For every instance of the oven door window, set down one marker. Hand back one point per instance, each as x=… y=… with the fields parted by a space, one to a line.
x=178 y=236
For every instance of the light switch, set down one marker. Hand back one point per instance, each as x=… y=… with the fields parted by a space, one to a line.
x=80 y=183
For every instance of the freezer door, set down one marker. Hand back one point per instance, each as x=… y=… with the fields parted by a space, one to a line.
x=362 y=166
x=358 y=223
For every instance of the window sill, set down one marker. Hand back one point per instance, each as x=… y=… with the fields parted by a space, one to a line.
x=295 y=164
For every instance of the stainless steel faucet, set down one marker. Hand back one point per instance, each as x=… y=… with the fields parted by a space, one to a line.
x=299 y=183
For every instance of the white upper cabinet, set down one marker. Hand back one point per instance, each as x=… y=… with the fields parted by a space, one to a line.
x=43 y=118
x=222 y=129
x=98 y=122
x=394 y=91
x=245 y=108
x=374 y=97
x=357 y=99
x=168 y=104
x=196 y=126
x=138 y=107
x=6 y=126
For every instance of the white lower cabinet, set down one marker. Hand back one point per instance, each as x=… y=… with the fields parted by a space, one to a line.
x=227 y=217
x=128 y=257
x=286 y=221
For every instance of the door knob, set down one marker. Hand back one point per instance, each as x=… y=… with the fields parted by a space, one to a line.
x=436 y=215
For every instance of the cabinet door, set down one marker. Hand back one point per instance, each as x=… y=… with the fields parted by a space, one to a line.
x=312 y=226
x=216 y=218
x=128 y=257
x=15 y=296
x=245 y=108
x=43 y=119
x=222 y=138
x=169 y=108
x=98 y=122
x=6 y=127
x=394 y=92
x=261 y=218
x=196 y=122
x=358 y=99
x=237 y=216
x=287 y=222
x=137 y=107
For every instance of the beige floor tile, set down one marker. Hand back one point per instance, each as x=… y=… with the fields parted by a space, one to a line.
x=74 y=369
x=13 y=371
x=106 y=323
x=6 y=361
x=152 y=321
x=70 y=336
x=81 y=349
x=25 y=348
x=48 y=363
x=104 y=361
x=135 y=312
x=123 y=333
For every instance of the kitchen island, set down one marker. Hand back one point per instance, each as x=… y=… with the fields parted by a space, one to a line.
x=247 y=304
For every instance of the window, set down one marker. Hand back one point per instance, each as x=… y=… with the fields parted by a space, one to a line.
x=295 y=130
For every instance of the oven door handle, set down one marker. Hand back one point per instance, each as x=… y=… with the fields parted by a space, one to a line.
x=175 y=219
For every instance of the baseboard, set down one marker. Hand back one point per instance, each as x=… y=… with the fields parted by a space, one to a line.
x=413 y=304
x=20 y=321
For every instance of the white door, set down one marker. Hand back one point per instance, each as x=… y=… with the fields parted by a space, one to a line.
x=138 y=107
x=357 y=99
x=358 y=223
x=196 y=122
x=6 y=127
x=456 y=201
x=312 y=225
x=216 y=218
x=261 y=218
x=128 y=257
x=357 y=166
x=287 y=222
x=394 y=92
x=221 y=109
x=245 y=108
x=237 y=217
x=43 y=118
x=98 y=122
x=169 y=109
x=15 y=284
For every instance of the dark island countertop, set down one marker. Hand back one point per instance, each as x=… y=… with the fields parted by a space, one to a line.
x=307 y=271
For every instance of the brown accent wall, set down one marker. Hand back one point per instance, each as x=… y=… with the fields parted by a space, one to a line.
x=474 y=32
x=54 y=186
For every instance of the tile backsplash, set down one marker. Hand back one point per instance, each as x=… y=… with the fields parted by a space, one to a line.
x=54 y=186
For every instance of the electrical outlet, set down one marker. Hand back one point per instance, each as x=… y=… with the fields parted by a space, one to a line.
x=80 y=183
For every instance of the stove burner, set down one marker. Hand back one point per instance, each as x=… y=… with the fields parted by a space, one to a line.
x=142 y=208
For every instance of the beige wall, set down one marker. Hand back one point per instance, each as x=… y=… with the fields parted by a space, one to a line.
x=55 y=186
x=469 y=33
____________________
Directions =>
Repeat every record above exactly as it appears.

Response to the exercise =>
For every instance of the oven door window, set down one marker. Hand back one point per instance, each as x=… y=… with the fields parted by a space, one to a line.
x=178 y=236
For every instance of the light switch, set down one marker. Hand back one point per instance, each as x=… y=… with the fields parted by a space, one to a line.
x=80 y=183
For every instance of the freezer door, set down one marker. Hand back one point per instance, each as x=… y=… with the fields parted by a space, one to a line.
x=362 y=166
x=358 y=223
For every instance of the window sill, set down one marker. Hand back one point per instance, each as x=… y=… with the fields parted by a space, one to a line.
x=295 y=164
For every instance of the stainless steel faucet, set down one marker. Hand back one point per instance, each as x=… y=… with the fields parted by a space, one to a line.
x=299 y=183
For every instance of the white upper cabinet, set down one marker. Hand back one point per instance, each as x=… y=… with the fields parted by a space, one to a line.
x=43 y=118
x=222 y=129
x=98 y=122
x=394 y=91
x=245 y=108
x=374 y=97
x=357 y=99
x=168 y=104
x=196 y=126
x=138 y=107
x=6 y=126
For every instance of the white lower cabinet, set down one marker. Hand back one point per instance, each as x=… y=… with the fields parted by a space, one to a line.
x=227 y=217
x=128 y=257
x=286 y=221
For every instance of the door knob, set down one marker. Hand back one point per instance, each as x=… y=… with the fields parted by a space, one to a line.
x=436 y=215
For every instance of the cabinet door, set down one marker. Hand back one point per instance, each as x=… y=… with the fields parted by a space, one to a line.
x=312 y=226
x=216 y=218
x=128 y=257
x=15 y=296
x=245 y=108
x=43 y=119
x=222 y=138
x=169 y=108
x=98 y=122
x=6 y=127
x=394 y=92
x=261 y=218
x=196 y=122
x=358 y=99
x=237 y=216
x=287 y=222
x=137 y=107
For every instance of the beige floor tile, set down one marker. Hand back one point per instance, each as x=… y=… with the fields parted by a space, one to a line.
x=74 y=369
x=13 y=371
x=106 y=323
x=6 y=361
x=152 y=321
x=70 y=336
x=81 y=349
x=25 y=348
x=48 y=363
x=104 y=361
x=135 y=312
x=123 y=333
For every instance of the kitchen island, set down one marker. Hand back one point per instance, each as x=… y=… with the fields parted by a space, one to a line.
x=247 y=304
For every instance of the window, set down one marker. Hand back one point per instance, each as x=… y=… with the fields parted by a space, one to a line.
x=295 y=130
For every instance of the oven door handle, set down one marker. Hand back one point per instance, each as x=… y=… with the fields parted by a space, one to a line.
x=175 y=219
For every instance of the baseboard, set down one marker. Hand back one point per instance, each as x=… y=… with the fields parted by a space, one to a line.
x=413 y=304
x=20 y=321
For every instance of the white door, set down one marker. Hand back one point per instance, each as x=… y=… with the fields parted by a space, one to a line.
x=138 y=107
x=357 y=99
x=358 y=223
x=196 y=122
x=6 y=127
x=456 y=201
x=312 y=225
x=216 y=218
x=261 y=218
x=128 y=257
x=357 y=166
x=287 y=222
x=394 y=92
x=221 y=109
x=245 y=108
x=237 y=217
x=43 y=118
x=98 y=122
x=169 y=109
x=15 y=284
For every instance of the dark island countertop, set down one marker. Hand back one point per instance, each as x=… y=… with the fields parted by a space, one to a line.
x=307 y=271
For every instance of the brown accent wall, set down one marker. Hand back one point per instance, each as x=… y=… with the fields parted by a space, one to a line.
x=474 y=32
x=54 y=186
For every instance of the tile backsplash, set down one marker. Hand back one point per instance, each as x=… y=… with the fields parted by a space, one to a line.
x=54 y=186
For every instance of the electrical outlet, set down one marker. Hand back one point per instance, each as x=… y=… with the fields parted by a space, one to a line.
x=80 y=183
For every instance of the stove burner, set down one marker. Hand back one point per instance, each as x=… y=… with the fields parted by a space, one to a line.
x=142 y=208
For every instance of the beige wall, set down one marker. Hand back one point per instance, each as x=… y=… with the fields parted by a space, one to a line.
x=55 y=186
x=469 y=33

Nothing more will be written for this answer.